» **Prompt**
Return every one of the entries below word for word, with nothing altered, added, or left out.

◆ ◆ ◆ ◆ ◆ ◆ ◆

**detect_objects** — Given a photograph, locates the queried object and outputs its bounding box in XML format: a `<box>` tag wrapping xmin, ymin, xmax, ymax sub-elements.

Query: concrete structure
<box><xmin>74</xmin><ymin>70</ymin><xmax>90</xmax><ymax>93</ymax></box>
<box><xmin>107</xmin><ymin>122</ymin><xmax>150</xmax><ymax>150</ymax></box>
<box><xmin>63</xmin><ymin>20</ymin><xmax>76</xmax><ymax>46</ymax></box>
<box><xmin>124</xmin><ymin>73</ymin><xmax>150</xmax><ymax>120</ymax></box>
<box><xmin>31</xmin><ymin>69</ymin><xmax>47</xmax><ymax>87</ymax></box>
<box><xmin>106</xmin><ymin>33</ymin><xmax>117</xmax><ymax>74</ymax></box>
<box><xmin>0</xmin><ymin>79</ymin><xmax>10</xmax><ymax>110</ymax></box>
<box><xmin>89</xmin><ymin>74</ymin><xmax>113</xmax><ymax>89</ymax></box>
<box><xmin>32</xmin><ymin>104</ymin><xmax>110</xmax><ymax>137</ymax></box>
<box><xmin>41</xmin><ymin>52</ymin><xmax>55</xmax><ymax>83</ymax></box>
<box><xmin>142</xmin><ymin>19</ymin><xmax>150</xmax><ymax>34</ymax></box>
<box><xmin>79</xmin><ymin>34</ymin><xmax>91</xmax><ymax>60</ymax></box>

◆ ◆ ◆ ◆ ◆ ◆ ◆

» **Task output**
**detect_objects** — Given a photograph, locates the queried object and outputs its bounding box in XML format: a `<box>` tag wrapping xmin, ymin, xmax, ymax sub-elements.

Query: concrete structure
<box><xmin>74</xmin><ymin>70</ymin><xmax>90</xmax><ymax>93</ymax></box>
<box><xmin>107</xmin><ymin>122</ymin><xmax>150</xmax><ymax>150</ymax></box>
<box><xmin>63</xmin><ymin>20</ymin><xmax>76</xmax><ymax>46</ymax></box>
<box><xmin>124</xmin><ymin>73</ymin><xmax>150</xmax><ymax>120</ymax></box>
<box><xmin>31</xmin><ymin>69</ymin><xmax>47</xmax><ymax>87</ymax></box>
<box><xmin>106</xmin><ymin>33</ymin><xmax>117</xmax><ymax>74</ymax></box>
<box><xmin>0</xmin><ymin>79</ymin><xmax>10</xmax><ymax>110</ymax></box>
<box><xmin>89</xmin><ymin>74</ymin><xmax>113</xmax><ymax>89</ymax></box>
<box><xmin>32</xmin><ymin>104</ymin><xmax>110</xmax><ymax>137</ymax></box>
<box><xmin>41</xmin><ymin>52</ymin><xmax>55</xmax><ymax>83</ymax></box>
<box><xmin>142</xmin><ymin>19</ymin><xmax>150</xmax><ymax>34</ymax></box>
<box><xmin>79</xmin><ymin>34</ymin><xmax>91</xmax><ymax>60</ymax></box>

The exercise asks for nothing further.